» **What is asked**:
Copy the ANTS decomposition framework text below word for word.

» **Selected excerpt**:
□ □ □ □

ANTS Decomposition Framework#
For some processing operations it may not be possible to fit all the operations
and data into memory at the same time. To aid this ANTS provides the
ants.decomposition module which contains code to help you divide your
processing into smaller pieces which can fit into memory and even be run in
parallel. It should not be used as a substitute for writing well optimised code
and/or breaking up processing and workflow steps to make best use of available
compute for the data, domains, and operations concerned. In the first instance
always assess your code and workflow for potential gains before using the
decomposition.
The decomposition framework operates by:
splitting your cubes into sub-cubes
carrying out your processing operation on each of the sub cubes
recombining the processed sub-cubes back into a single cube
Thus, if you are going to use the decomposition then you will need to define a function that can work on a portion of your cube i.e. is not an operation that needs knowledge of all the source data to run.
Decomposition can be applied to unary or binary operations. In the unary case, we work in terms of one dataset at a time, dividing it up into distinct pieces and apply the processing to each of those pieces individually.

□ □ □ □

Dataset excerpt:

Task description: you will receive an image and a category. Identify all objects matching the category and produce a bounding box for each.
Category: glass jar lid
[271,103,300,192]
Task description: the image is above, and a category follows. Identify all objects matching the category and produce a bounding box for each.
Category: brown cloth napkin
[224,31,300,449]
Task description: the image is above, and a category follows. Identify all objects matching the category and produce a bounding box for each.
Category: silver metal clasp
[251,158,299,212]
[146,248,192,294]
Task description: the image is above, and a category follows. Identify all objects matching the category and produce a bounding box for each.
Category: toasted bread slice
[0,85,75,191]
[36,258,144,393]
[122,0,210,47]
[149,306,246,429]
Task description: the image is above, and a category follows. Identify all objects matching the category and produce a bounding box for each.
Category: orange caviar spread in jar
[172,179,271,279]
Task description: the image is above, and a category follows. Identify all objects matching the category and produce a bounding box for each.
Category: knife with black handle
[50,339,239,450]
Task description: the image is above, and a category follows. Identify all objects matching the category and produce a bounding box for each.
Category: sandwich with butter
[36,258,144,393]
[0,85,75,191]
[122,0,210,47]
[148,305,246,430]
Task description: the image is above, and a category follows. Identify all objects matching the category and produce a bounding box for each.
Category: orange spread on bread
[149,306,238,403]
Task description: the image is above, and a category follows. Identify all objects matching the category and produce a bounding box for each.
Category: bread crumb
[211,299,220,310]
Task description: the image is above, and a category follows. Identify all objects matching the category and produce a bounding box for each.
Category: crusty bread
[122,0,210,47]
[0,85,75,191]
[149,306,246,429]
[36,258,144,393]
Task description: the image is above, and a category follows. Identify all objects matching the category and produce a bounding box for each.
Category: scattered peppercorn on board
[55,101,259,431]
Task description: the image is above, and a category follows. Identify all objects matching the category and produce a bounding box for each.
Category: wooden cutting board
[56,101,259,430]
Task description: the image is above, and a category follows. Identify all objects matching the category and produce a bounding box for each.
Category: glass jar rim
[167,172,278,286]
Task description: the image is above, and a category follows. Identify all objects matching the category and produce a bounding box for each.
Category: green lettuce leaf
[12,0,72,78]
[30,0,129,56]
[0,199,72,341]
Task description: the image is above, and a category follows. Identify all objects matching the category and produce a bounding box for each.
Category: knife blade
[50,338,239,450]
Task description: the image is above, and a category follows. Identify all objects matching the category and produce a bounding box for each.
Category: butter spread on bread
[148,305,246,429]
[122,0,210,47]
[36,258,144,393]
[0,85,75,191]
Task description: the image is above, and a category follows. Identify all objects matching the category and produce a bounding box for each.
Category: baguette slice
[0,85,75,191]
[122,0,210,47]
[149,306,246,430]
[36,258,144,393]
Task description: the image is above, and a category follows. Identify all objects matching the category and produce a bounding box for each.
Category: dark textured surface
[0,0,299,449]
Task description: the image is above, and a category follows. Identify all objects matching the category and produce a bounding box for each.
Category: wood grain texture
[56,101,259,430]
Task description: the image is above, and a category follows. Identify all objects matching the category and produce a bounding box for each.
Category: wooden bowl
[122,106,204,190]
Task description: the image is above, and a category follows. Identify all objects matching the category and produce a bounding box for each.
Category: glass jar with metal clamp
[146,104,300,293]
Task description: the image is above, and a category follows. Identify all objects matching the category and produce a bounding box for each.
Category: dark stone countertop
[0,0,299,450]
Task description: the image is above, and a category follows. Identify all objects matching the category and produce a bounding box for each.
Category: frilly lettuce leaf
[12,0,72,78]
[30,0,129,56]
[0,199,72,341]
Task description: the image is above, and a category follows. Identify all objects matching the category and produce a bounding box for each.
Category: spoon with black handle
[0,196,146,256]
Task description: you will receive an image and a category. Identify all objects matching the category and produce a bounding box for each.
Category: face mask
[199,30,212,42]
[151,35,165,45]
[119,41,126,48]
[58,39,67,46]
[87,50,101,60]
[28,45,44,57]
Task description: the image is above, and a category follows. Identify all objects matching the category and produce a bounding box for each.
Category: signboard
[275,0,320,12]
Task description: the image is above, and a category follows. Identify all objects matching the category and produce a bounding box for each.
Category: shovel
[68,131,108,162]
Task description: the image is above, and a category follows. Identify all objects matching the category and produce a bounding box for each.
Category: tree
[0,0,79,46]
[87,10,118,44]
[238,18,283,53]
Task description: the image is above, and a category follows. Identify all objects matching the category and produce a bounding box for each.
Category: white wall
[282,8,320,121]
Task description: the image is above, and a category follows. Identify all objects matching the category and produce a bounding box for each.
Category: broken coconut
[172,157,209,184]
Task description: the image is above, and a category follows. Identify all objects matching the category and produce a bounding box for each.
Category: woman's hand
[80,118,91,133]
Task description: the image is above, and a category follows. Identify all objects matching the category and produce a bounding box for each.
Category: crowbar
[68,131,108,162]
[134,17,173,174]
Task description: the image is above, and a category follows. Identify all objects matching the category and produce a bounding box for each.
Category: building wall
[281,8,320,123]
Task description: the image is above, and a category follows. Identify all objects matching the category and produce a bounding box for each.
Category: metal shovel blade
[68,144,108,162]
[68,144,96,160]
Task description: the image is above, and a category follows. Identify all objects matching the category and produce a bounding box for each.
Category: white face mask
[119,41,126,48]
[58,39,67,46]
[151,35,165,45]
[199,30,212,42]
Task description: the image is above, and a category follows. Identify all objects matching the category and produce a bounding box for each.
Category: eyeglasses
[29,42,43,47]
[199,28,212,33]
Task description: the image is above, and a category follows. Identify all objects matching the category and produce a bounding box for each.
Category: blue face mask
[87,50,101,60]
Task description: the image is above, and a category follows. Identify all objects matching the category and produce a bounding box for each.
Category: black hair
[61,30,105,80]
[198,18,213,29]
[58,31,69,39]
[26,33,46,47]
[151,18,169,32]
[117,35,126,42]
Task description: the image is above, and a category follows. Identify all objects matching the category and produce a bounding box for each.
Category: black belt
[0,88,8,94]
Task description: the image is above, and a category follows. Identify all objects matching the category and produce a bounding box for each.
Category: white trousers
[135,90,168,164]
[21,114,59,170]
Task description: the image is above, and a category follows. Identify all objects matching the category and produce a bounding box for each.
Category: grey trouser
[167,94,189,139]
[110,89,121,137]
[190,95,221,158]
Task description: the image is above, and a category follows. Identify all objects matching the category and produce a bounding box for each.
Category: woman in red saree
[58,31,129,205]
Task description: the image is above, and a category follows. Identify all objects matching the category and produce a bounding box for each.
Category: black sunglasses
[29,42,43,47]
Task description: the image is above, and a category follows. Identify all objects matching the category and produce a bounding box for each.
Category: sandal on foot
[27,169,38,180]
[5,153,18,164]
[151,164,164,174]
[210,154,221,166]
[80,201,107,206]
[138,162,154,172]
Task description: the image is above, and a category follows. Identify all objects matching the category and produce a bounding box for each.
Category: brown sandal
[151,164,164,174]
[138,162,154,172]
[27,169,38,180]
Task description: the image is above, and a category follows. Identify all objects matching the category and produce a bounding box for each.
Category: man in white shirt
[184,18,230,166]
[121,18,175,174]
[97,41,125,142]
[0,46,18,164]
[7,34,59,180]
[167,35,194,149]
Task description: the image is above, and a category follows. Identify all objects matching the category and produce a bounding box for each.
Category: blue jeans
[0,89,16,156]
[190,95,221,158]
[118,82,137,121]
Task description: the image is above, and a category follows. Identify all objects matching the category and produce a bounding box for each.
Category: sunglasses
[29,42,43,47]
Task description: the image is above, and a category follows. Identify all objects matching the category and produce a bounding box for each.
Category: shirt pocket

□ □ □ □

» **The answer**:
ANTS Decomposition Framework#
For some processing operations it may not be possible to fit all the operations
and data into memory at the same time. To aid this ANTS provides the
ants.decomposition module which contains code to help you divide your
processing into smaller pieces which can fit into memory and even be run in
parallel. It should not be used as a substitute for writing well optimised code
and/or breaking up processing and workflow steps to make best use of available
compute for the data, domains, and operations concerned. In the first instance
always assess your code and workflow for potential gains before using the
decomposition.
The decomposition framework operates by:
splitting your cubes into sub-cubes
carrying out your processing operation on each of the sub cubes
recombining the processed sub-cubes back into a single cube
Thus, if you are going to use the decomposition then you will need to define a function that can work on a portion of your cube i.e. is not an operation that needs knowledge of all the source data to run.
Decomposition can be applied to unary or binary operations. In the unary case, we work in terms of one dataset at a time, dividing it up into distinct pieces and apply the processing to each of those pieces individually.